= INSTRUCTIONS TO FOLLOW =
Restate each line word for word. Leave out every picture.

[Point annotations for photos]
────────────────────

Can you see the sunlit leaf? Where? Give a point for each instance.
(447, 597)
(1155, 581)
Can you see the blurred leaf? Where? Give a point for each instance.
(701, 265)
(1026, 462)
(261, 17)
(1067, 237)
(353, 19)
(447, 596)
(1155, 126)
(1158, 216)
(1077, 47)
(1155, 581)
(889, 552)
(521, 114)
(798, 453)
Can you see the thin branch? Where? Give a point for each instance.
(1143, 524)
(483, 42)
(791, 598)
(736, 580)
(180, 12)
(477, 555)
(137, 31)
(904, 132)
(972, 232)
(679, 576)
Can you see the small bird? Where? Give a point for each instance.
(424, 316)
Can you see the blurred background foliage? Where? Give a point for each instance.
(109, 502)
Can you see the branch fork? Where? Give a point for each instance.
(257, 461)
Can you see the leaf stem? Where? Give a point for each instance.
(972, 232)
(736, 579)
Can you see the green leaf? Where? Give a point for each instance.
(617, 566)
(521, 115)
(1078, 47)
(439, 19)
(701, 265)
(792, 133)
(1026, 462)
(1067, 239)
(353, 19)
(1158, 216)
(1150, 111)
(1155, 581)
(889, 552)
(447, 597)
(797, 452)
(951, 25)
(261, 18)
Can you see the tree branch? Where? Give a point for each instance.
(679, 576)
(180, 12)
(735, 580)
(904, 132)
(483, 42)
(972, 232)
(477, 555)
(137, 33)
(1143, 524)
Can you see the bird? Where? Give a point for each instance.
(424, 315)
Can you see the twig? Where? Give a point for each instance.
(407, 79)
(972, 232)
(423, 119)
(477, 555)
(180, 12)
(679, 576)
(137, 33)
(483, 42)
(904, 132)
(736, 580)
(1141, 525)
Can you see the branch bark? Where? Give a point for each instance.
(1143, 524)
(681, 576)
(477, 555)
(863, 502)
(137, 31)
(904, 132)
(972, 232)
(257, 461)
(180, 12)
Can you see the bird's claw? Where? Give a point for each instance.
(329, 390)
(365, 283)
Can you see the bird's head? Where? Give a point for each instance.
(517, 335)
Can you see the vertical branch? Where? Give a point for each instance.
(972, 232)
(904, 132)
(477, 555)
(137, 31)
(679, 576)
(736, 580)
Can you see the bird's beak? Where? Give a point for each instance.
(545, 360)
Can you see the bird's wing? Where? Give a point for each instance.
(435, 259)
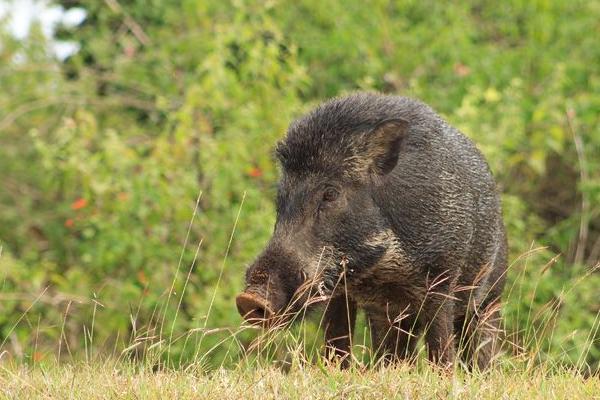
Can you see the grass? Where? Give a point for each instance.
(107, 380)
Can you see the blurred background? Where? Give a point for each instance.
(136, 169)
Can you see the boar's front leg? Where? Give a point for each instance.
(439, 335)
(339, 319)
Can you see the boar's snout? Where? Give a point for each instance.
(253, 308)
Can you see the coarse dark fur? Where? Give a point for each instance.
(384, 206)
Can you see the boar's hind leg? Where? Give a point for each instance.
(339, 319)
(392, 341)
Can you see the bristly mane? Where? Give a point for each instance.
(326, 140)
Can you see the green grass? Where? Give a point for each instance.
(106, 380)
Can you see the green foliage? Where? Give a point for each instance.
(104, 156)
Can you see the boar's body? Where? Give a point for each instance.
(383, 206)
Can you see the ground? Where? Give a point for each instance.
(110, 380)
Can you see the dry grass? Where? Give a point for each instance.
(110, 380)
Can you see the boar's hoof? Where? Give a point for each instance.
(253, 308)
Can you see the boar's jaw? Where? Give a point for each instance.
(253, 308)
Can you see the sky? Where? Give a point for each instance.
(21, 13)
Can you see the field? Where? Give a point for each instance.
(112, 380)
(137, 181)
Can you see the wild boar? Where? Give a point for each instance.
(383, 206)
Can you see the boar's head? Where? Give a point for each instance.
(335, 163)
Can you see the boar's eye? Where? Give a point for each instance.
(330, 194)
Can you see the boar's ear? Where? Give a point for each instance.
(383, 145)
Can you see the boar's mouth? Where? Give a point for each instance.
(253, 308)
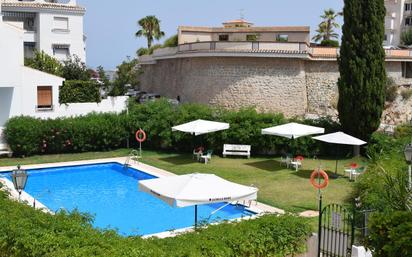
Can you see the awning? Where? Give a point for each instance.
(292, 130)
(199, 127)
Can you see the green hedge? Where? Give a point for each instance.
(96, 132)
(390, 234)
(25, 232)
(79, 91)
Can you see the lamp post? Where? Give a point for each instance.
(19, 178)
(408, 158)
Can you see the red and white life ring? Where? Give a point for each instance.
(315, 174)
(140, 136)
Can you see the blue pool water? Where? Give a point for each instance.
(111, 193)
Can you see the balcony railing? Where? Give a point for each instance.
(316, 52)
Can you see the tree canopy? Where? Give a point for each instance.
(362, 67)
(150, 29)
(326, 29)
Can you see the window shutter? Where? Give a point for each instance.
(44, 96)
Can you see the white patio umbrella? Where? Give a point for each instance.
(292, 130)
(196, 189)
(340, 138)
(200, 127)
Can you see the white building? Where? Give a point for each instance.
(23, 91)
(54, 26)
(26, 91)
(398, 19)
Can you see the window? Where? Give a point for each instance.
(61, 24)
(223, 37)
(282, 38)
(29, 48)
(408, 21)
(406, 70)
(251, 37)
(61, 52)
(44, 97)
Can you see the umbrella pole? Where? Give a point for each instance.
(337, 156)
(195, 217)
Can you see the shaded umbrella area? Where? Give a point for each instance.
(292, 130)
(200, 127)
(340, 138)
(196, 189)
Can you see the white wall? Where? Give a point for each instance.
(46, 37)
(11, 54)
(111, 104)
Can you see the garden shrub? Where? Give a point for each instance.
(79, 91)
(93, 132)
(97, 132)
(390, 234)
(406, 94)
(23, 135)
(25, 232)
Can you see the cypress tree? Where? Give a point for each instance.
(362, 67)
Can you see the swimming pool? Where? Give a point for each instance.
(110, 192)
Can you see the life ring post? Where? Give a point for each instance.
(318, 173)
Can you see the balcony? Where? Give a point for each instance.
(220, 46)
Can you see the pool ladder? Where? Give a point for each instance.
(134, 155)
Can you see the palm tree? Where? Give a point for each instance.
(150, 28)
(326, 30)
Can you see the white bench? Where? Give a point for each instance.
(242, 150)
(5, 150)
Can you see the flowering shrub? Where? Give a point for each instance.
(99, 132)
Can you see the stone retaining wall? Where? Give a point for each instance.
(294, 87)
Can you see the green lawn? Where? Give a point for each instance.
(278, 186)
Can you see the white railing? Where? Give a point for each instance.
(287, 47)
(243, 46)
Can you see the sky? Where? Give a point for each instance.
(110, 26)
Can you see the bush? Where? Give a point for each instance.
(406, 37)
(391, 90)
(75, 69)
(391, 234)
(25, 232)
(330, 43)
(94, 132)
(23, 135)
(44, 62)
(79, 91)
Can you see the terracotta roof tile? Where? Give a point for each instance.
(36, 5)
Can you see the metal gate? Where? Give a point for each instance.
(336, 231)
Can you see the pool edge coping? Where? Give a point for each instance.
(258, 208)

────────────────────

= RESULT =
Can you see the sunlit leaf? Where? Give a point for each instance.
(447, 597)
(1155, 581)
Can you see the blurred leaf? Where? Give a point for each instance.
(701, 265)
(1026, 462)
(261, 17)
(1067, 237)
(353, 19)
(447, 596)
(1155, 126)
(1158, 216)
(1077, 47)
(1155, 581)
(889, 552)
(521, 114)
(798, 453)
Can you see the thin branch? Where? Give a point for each instance.
(1143, 524)
(483, 42)
(791, 598)
(736, 580)
(180, 12)
(477, 555)
(137, 31)
(904, 132)
(972, 232)
(679, 576)
Can you see the small bird? Where? Give a point for each instance.
(424, 316)
Can you see the blurred background foliage? Where? Give a point for each instance.
(109, 502)
Can you see the branch fork? Where? Give a point for each instance.
(257, 461)
Can you see the leaf stem? Where? Give a point for each instance.
(972, 232)
(736, 579)
Can you see the green leaf? Where? Give a point for each instance.
(617, 566)
(521, 115)
(1078, 47)
(439, 19)
(701, 265)
(792, 133)
(1026, 462)
(1067, 239)
(353, 19)
(1158, 216)
(1150, 111)
(1155, 581)
(889, 552)
(447, 597)
(797, 452)
(951, 25)
(261, 18)
Can you see the tree branch? Where? Give a point for each instance.
(679, 576)
(180, 12)
(735, 580)
(904, 132)
(483, 42)
(972, 232)
(477, 555)
(137, 33)
(1143, 524)
Can you see the bird? Where? Give a point for each instance.
(424, 315)
Can you see the twig? Where? Give a point for each instance.
(407, 79)
(972, 232)
(423, 119)
(477, 555)
(180, 12)
(679, 576)
(137, 33)
(483, 42)
(904, 132)
(736, 580)
(1141, 525)
Can you see the branch bark? Where? Give a point for each instance.
(1143, 524)
(681, 576)
(477, 555)
(863, 502)
(137, 31)
(904, 132)
(972, 232)
(257, 461)
(180, 12)
Can you see the bird's claw? Where? Give a point for each instance.
(329, 390)
(365, 283)
Can you see the bird's head? Where? Give a point for each instance.
(517, 335)
Can you see the vertical branch? Where? Give a point for each instance.
(972, 232)
(904, 132)
(477, 555)
(137, 31)
(679, 576)
(736, 580)
Can you see the bird's beak? Where? Give a point for each instance.
(545, 360)
Can you see the bird's wing? Where? Give a point for each instance.
(435, 259)
Can you see the grass? Where? Give a point for each instance.
(107, 380)
Can you see the blurred background? Where? Give a point for each instance.
(136, 169)
Can you see the boar's front leg? Where? Give a point for each instance.
(439, 335)
(339, 319)
Can you see the boar's snout? Where? Give a point for each instance.
(253, 308)
Can you see the coarse dark fur? Where? Give a point for each instance.
(384, 206)
Can you see the boar's hind leg? Where? Give a point for each instance.
(339, 319)
(392, 341)
Can you see the bristly mane? Where? Give a point for each instance.
(326, 140)
Can you see the green grass? Where? Give a point for each instance.
(106, 380)
Can you see the green foliage? Where? Give a point for each instance.
(104, 156)
Can you see the boar's body? Where? Give a point for each instance.
(383, 206)
Can you see the ground? Where? Give a point for each instance.
(110, 380)
Can you see the dry grass? Where? Give a point for each instance.
(110, 380)
Can you see the boar's hoof? Where? Give a point for each instance.
(253, 308)
Can you see the boar's jaw? Where? Give a point for each instance.
(253, 308)
Can you see the sky? Where? Give a point for each instance.
(21, 13)
Can you see the field? Where? Give a point for each instance.
(112, 380)
(137, 181)
Can you see the wild boar? Where? Give a point for each instance.
(383, 206)
Can you see the boar's head? Where? Give a point for each instance.
(335, 163)
Can you see the boar's eye? Where? Give a point for each instance.
(330, 194)
Can you see the boar's ear? Where? Give a point for each instance.
(383, 145)
Can you see the boar's mouth? Where? Give a point for each instance.
(253, 308)
Can you see the awning? Where? Give a point for each instance.
(292, 130)
(199, 127)
Can you see the green hedge? Where? Give a point for each instance.
(96, 132)
(390, 234)
(25, 232)
(79, 91)
Can you see the lamp post? Where? Give a point for each instance.
(19, 178)
(408, 158)
Can you see the red and white life ring? Where? Give a point for each instance.
(315, 174)
(140, 136)
Can you see the blue pool water? Where? Give a point for each instance.
(111, 193)
Can you see the balcony railing? Where? Give a point for each instance.
(316, 52)
Can you see the tree canopy? Where? Give a point for each instance.
(362, 67)
(150, 29)
(326, 29)
Can you see the window shutter? Where? Give a point for each instance.
(44, 96)
Can you see the white patio umbrella? Where? Give a point for each instance.
(292, 130)
(196, 189)
(340, 138)
(200, 127)
Can you see the white building? Where? Give a point for each instance.
(23, 91)
(54, 26)
(26, 91)
(398, 19)
Can you see the window? Where? Give a point for each instance.
(61, 24)
(223, 37)
(282, 38)
(29, 48)
(408, 21)
(406, 70)
(251, 37)
(61, 52)
(44, 97)
Can you see the umbrella pole? Where? Give a point for each instance.
(337, 156)
(195, 217)
Can you see the shaded umbrella area? Where? Give a point for each instance.
(292, 130)
(200, 127)
(340, 138)
(196, 189)
Can you see the white wall? Where? Give a point for each instance.
(46, 37)
(11, 54)
(111, 104)
Can you see the garden shrub? Where? Give a point for each instance.
(79, 91)
(93, 132)
(97, 132)
(390, 234)
(406, 94)
(23, 135)
(25, 232)
Can you see the cypress tree? Where? Give a point for each instance.
(362, 67)
Can you see the swimming pool? Where? Give a point for each instance.
(110, 192)
Can you see the life ring post? Where? Give a point for each instance.
(318, 173)
Can you see the balcony? Where? Give a point for each instance.
(220, 46)
Can you see the pool ladder? Where? Give a point for each instance.
(134, 155)
Can you see the palm tree? Where? Give a point for each instance.
(150, 28)
(326, 30)
Can you see the white bench? Where? Give a point for each instance.
(242, 150)
(5, 150)
Can you see the flowering shrub? Where? Give a point for each instance.
(99, 132)
Can you see the stone retaining wall? Where? Give a point for each instance.
(294, 87)
Can you see the green lawn? Where? Give a point for each instance.
(278, 186)
Can you see the white railing? Where? Give a point for each instance.
(287, 47)
(243, 46)
Can you see the sky? Where? Give a point for each instance.
(110, 26)
Can you see the bush? Where? Give a point for each instance.
(406, 37)
(391, 90)
(75, 69)
(391, 234)
(25, 232)
(330, 43)
(94, 132)
(23, 135)
(44, 62)
(79, 91)
Can you see the terracotta roof tile? Where? Give a point for each instance.
(36, 5)
Can you see the metal gate? Where? Give a point for each instance.
(336, 231)
Can you see the pool edge coping? Where? Give a point for each instance.
(258, 208)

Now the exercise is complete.